KUTIPAN TEKS:
+ + + + + + +
Klakson
\
“Alat (berupa trompet) yang dibunyikan dengan listrik pada mobil atau kendaraan bermotor lainnya, digunakan sebagai tanda peringatan akan keberadaan kendaraan tersebut.”
Wiktionary
‘Mabur wae,” ‘terbang saja,’ seorang tukang becak di bangjo PKU meneriaki pengemudi mobil yang membunyikan klakson. Hari itu, lebaran keempat, sedang ramai-ramainya jalan di kota Yogyakarta digunakan baik penduduk dan terutama pemudik. Semua tentu harus maklum dan menahan diri di tengah ruwetnya lalu lintas tahunan. Dalam situasi semacam itu klakson tidak banyak menolong, bahkan membuat suasana semakin runyam.
Toh kita baru saja dilatih bersabar selama sebulan. Masa pencapaian kita akan berakhir hanya karena lalu lintas di jalan? Sebenarnya bukan (hanya) orang lain yang salah, kita juga menambah runyam jalanan karena ikut menggunakan jalan saat itu. Tetapi klakson tidak hanya menjadi masalah dalam situasi macet lalu lintas lebaran.
Saya sungguh heran dengan orang yang menekan tombol klakson di lampu merah. Buat apa, toh kendaraan di depannya juga sedang mulai berjalan. Pernah saya temui stiker yang dipasang pada selebor belakang sebuah sepeda motor yang kira-kira bertuliskan “Ya Tuhan, berilah kesabaran kepada pengendara di belakang saya sehingga mereka tidak menekan klakson di lampu merah“. Rupanya, perkara klakson di lampu merah bukan hanya mengganggu saya.
+ + + + + + +
INFORMASI YANG DITAMPILKAN:
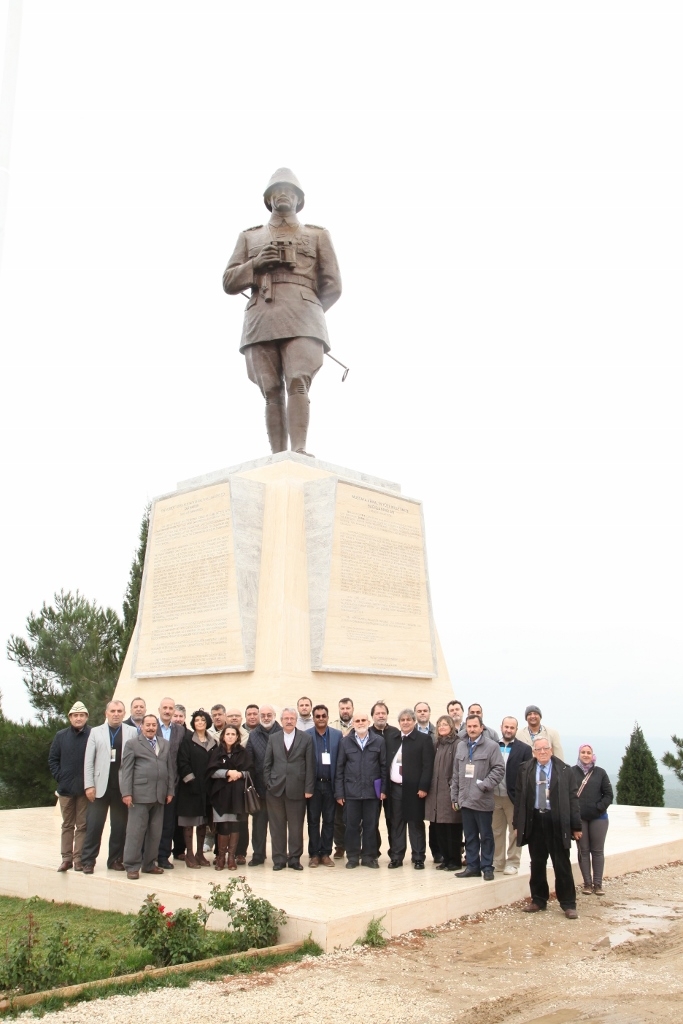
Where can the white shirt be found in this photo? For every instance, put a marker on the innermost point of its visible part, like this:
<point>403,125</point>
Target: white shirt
+ + + + + + +
YANG HARUS DIKERJAKAN: Terjemahkan ke dalam bahasa Inggris kalimat ini dari kutipan teks tentang klakson: "Dalam situasi semacam itu klakson tidak banyak menolong, bahkan membuat suasana semakin runyam." Kerjakan semata-mata berdasarkan kutipan teks tentang klakson.

JAWABAN TERTULIS: In a situation like that, the horn does not help much and even makes things more chaotic.